*** Exercise material
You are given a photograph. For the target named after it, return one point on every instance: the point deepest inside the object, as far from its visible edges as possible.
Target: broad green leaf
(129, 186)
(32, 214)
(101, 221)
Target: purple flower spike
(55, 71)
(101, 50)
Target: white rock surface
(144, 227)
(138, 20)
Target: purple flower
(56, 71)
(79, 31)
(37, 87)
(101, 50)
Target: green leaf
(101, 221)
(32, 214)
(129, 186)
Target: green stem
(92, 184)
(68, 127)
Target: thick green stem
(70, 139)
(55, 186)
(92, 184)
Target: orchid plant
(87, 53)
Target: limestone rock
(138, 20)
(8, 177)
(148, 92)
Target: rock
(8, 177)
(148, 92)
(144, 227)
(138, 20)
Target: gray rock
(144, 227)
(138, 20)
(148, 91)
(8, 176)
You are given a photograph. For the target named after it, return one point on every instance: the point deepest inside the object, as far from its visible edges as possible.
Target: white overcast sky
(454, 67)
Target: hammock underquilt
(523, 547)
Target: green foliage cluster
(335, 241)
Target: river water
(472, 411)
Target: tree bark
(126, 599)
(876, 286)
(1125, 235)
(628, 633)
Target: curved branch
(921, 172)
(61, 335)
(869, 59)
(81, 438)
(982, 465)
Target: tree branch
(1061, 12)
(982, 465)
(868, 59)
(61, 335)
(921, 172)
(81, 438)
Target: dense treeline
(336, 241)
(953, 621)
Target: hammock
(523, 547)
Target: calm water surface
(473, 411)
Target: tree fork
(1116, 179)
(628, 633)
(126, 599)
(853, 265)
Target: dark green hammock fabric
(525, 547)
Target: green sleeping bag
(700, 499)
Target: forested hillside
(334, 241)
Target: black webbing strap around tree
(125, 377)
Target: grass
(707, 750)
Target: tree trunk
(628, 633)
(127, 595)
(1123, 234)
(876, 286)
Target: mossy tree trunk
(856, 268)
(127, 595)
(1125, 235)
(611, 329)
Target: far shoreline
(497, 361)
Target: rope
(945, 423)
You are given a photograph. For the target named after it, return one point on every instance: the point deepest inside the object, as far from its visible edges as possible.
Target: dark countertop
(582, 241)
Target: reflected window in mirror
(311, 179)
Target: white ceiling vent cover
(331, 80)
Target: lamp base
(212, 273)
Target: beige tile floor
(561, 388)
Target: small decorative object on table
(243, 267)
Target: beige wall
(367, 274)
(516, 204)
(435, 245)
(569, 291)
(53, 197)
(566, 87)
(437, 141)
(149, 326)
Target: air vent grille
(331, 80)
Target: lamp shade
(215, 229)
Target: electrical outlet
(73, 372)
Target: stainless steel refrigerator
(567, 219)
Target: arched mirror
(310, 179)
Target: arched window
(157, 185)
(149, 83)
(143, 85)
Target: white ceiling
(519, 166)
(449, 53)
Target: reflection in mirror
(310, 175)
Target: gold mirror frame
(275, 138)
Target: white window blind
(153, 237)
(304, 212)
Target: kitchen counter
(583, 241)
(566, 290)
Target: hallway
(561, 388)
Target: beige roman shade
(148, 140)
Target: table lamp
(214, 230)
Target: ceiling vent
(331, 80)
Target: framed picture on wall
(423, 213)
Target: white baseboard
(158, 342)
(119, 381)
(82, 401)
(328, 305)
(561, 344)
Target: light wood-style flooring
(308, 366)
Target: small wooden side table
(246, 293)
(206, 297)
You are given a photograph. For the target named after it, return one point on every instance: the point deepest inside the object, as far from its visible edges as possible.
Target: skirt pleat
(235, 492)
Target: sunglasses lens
******
Problem to work on:
The response must contain every entry, each one identical to the original.

Response to this exercise:
You are given a photograph. For the target named after it, return one point on every instance: the point deepest inside the object, as far from its visible edges as possible.
Target: broad green leaf
(129, 186)
(32, 214)
(101, 221)
Target: purple flower spike
(55, 71)
(101, 50)
Target: white rock surface
(144, 227)
(138, 20)
Target: purple flower
(56, 71)
(79, 31)
(37, 87)
(101, 50)
Target: green leaf
(101, 221)
(32, 214)
(129, 186)
Target: green stem
(92, 184)
(68, 127)
Target: thick green stem
(70, 139)
(55, 186)
(92, 184)
Target: orchid plant
(87, 53)
Target: limestone rock
(138, 20)
(8, 177)
(148, 92)
Target: rock
(8, 177)
(148, 92)
(144, 227)
(138, 20)
Target: gray rock
(144, 227)
(138, 20)
(148, 91)
(8, 176)
You are given a photograph. For the target named after it, return one point on every instance: the point deepest inside the object, as far from its visible edges as possible.
Target: white overcast sky
(454, 67)
Target: hammock underquilt
(523, 547)
Target: green foliage cluster
(335, 241)
Target: river water
(472, 411)
Target: tree bark
(126, 599)
(876, 286)
(1125, 235)
(628, 633)
Target: curved branch
(921, 172)
(61, 335)
(869, 59)
(81, 438)
(982, 465)
Target: tree branch
(1061, 12)
(982, 465)
(868, 59)
(61, 335)
(921, 172)
(81, 438)
Target: dense treeline
(336, 241)
(953, 621)
Target: hammock
(523, 547)
Target: calm water surface
(473, 411)
Target: tree fork
(1116, 179)
(628, 633)
(126, 599)
(853, 265)
Target: dark green hammock fabric
(525, 547)
Target: green sleeping bag
(700, 499)
Target: forested hillside
(334, 241)
Target: black webbing strap around tree
(125, 377)
Target: grass
(707, 750)
Target: tree trunk
(628, 633)
(127, 595)
(1123, 234)
(876, 286)
Target: mossy tree trunk
(856, 268)
(127, 595)
(1125, 235)
(611, 329)
Target: far shoreline
(497, 361)
Target: rope
(945, 423)
You are given a photograph. For the target named after it, return one point on every instance: the point deepest inside the object, as far from its visible edges as possible.
Target: dark countertop
(582, 241)
Target: reflected window in mirror
(311, 179)
Target: white ceiling vent cover
(331, 80)
Target: lamp base
(212, 273)
Target: beige tile floor
(561, 388)
Target: small decorative object on table
(243, 267)
Target: beige wall
(367, 274)
(516, 204)
(435, 245)
(569, 291)
(53, 197)
(566, 87)
(437, 141)
(149, 326)
Target: air vent grille
(331, 80)
Target: lamp shade
(215, 229)
Target: electrical outlet
(73, 372)
Target: stainless steel refrigerator
(567, 219)
Target: arched mirror
(310, 179)
Target: arched window
(157, 185)
(149, 83)
(143, 85)
Target: white ceiling
(519, 166)
(449, 53)
Target: reflection in mirror
(310, 175)
Target: gold mirror frame
(275, 138)
Target: white window blind
(153, 237)
(304, 212)
Target: kitchen counter
(583, 241)
(566, 290)
Target: hallway
(561, 388)
Target: beige roman shade
(148, 140)
Target: table lamp
(214, 230)
Target: ceiling vent
(331, 80)
Target: framed picture on wall
(423, 213)
Target: white baseboard
(158, 342)
(119, 381)
(82, 401)
(328, 305)
(561, 344)
Target: light wood-style flooring
(308, 366)
Target: small wooden side table
(246, 293)
(206, 297)
You are given a photograph. For the target named after it, return one point on every instance: the point deepest inside the object, as far from its visible edges as possible.
Target: skirt pleat
(235, 492)
Target: sunglasses lens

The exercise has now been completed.